***** TEXTO DEL EJERCICIO *****
Mis dos últimas experiencias en Urgencias, en abril de 2014 y febrero de este año, me permiten, como paciente, hablar de lo que está pasando en nuestros hospitales. En ambas ocasiones, estuve siete horas desde que entré hasta que salí. Un tiempo de espera excesivo a todos luces pero que demuestra que las Urgencias no funcionan igual que antes. Y los culpables no son los médicos, que bastante hacen con una carga de trabajo que supera ampliamente los medios de los que disponen.
***** INFORMACIÓN PROPORCIONADA *****
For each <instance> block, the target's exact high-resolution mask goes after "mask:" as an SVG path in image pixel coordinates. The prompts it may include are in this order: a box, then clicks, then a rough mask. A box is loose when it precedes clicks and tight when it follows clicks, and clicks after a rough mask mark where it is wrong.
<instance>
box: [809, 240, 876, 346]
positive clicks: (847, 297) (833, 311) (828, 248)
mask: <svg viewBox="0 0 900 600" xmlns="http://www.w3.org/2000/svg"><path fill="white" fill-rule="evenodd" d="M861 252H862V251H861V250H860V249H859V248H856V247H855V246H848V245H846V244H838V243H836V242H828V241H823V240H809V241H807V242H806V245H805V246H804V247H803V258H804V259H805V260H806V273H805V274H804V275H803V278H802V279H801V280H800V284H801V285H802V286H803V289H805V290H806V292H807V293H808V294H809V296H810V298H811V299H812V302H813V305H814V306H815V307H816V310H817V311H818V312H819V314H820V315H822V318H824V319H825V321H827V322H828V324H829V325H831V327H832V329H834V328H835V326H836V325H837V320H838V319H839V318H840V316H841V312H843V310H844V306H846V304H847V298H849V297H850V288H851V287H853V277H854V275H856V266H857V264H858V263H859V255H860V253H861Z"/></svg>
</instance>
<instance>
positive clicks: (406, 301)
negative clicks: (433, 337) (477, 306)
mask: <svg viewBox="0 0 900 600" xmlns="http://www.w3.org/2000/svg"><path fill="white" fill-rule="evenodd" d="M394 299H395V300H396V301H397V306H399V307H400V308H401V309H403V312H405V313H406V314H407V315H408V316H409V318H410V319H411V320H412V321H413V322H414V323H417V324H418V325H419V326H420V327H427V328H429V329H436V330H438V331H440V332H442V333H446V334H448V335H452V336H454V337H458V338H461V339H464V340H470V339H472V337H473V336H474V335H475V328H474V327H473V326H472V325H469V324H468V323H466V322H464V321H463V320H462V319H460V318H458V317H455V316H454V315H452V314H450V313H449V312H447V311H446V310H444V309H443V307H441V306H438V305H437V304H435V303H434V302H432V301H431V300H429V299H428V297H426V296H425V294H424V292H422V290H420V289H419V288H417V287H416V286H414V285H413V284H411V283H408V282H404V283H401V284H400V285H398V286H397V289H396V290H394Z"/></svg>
*****
- TAREA A
Explica, según el texto del ejercicio, por qué quien escribe no considera culpables a los médicos de lo que ocurre en Urgencias. Responde en una a tres oraciones.
- TAREA B
Según el texto del ejercicio, ¿cuánto tiempo estuvo quien escribe en Urgencias en cada una de sus dos últimas experiencias?

- RESPUESTA ESPERADA A
Quien escribe no culpa a los médicos porque ya hacen bastante con una carga de trabajo que supera ampliamente los medios de los que disponen.

- RESPUESTA ESPERADA B
Siete horas en cada ocasión, desde que entró hasta que salió.